_Written tasks_:
a - In the appeal judgment, on what date did section 252A come into effect?
b - Pick up the appeal judgment after its last sentence and keep writing in the same style.

_Excerpt to read_:
Appellants appeared in
the Cape Town Regional Court on a charge of contravening section 20
read with sections 1, 82(a) and 90 of Act
No. 56 of 1986
(colloquially referred to as illicit diamond buying or IDB).
They pleaded not guilty, but were found guilty
and sentenced to a
fine of R8 000,00 or 18 months imprisonment plus 2 years imprisonment
suspended for 5 years on condition that
the Appellants were not again
found guilty of a similar offence during that period.
2.
Appellants appeal against
their conviction.
3.
It is common cause that
the Appellants were caught by means of a police trap or undercover
operation.
4.
The fundamental issue in
this appeal is the application of section 252A of the Criminal
Procedure Act, No. 56 of 1977 (“CPA”),
which deals with traps and
undercover operations.   Section 252A was introduced into
the CPA  by way of an amendment
and came into effect on 29
November 1996.  The date of the offence was 18 April 2000.
5.
At the hearing, the
magistrate conducted a trial within a trial to decide whether the
evidence relating to the police trap ought to
be admitted or
excluded.   He held that the evidence was admissible.
6.
The appellants contend
that
a.
the trapping operation
did not accord with the guidelines applicable to such traps;
b.
the police went further
than permitted in terms of the statute;
c.
the evidence arising from
the trap ought to have been excluded;
d.
without that evidence,
the State case against them would fail, and that they should have
been acquitted.
7.
It appears to me that the
last of these contentions is correct.  Virtually the entire case
against the appellants consists of
evidence gleaned from the police
trap.  In the absence of that evidence, there would be nothing
to sustain a conviction.
8.
Accordingly, one must
examine the first three contentions.
APPROACH
TO THE EVIDENCE
9.
Before doing so, there is
a preliminary issue which bedevils this case.  In his judgment
as to the admissibility of the evidence
of the police trap, the
magistrate stated as follows:
“
Die Hof gaan nie op
hierdie stadium ‘n gedetailleerde redes verskaf vir sy bevinding
nie, aangesien dit sou vereis dat die Hof ‘n
oordeel sou moes vel
oor sekere getuie, getuies se geloofwaardigheid.  Gedetailleerde
redes sal later gegee word indien nodig.
In die lig van al die
getuienis, in die lig van al die submissies asook dié aspek in
geskil, bevind die Hof dat die polisie tydens
die optrede bona-fide
opgetree het en die Hof bevind dat die polisiebeamptes se optrede nie
verder gegaan het as die skep van ‘n
geleentheid om ‘n misdryf te
pleeg nie....”
10.
However, nowhere in his
main judgment did the magistrate either give reasons for his decision
in the trial within the trial, or make
findings regarding the
credibility of the various witnesses.
11.
In the trial within the
trial, the State called:
a.
Captain Brink, who had
given the go-ahead for the trap;
b.
Detective-inspector
Theron, who was in charge of the trap;
c.
Detective-sergeant
Molefe, who participated in the trap;
d.
Ms Vosloo, a typist at
the SAP’s Gold and Diamond branch in Bellville.
For the appellants, only
the first appellant testified.
12.
In addition to the above
evidence, certain documents were also placed before the court.
These included:
a.
Guidelines for trapping
operations promulgated in terms of section 252A(4); this document
sets out mainly procedural requirements
for traps.

_Dataset content_:
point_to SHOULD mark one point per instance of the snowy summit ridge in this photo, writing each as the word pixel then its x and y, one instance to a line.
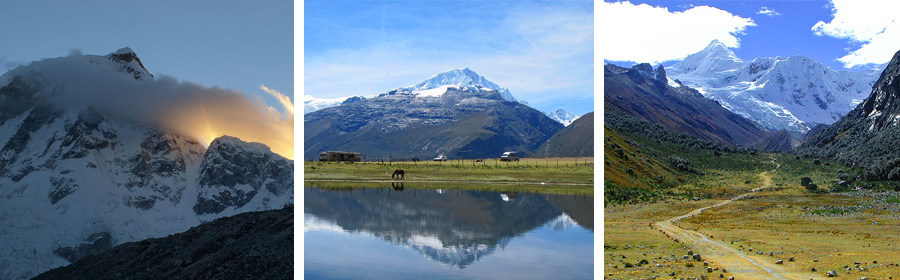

_Answers by task_:
a - 29 November 1996.

b -
b.
Affidavits by Brink and
Molefe;
c.
An affidavit by the
police informant in the case, identified only as “Bron Nr 13103".
The informant did not testify.
13.
There were certain issues
on which the evidence of the State witnesses conflicted with that of
the first appellant.  Firstly,
there was a marked difference in
the evidence relating to the number of telephone conversations, who
initiated them, and the content
of such conversations, during the
approximately two months before the trap was sprung.   The
first appellant testified
that there had been many such conversations
(he estimated 10), that all had been initiated by the police (not
necessarily by the
same person in each case, because the original
contact had come from the informant, and Molefe had thereafter
contacted him), and
that in virtually all the conversations, he had
been offered diamonds to buy and told of how much money he would be
able to make.
Although he professed lack of interest, the
calls continued to come.  Molefe, on the other hand, testified
that there were far
fewer phone conversations, that the first
appellant had initiated these, and that the tenor of the
conversations was first appellant
asking when Molefe could get
diamonds for him.
14.
Secondly, there were
differences regarding the events on the day of the trap itself.
First appellant testified that Molefe had
telephoned him from Cape
Town, and said that he should come to Cape Town because he, Molefe,
had the diamonds.   First
appellant said he could not leave
Worcester, whereupon Molefe phoned him an hour or two later from the
Engen garage in Worcester.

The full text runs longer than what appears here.